-- Your assignment --
A word-for-word restatement of every record is required.
BEGIN Information provided
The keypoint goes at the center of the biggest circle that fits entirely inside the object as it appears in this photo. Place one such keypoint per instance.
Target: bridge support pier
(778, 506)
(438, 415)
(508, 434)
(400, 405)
END Information provided
-- Answer to the problem --
The keypoint goes at the center of the biggest circle that fits entirely inside the object as it appears in this photo. Place one such keypoint per instance.
Target: bridge support pier
(778, 506)
(438, 415)
(508, 434)
(400, 405)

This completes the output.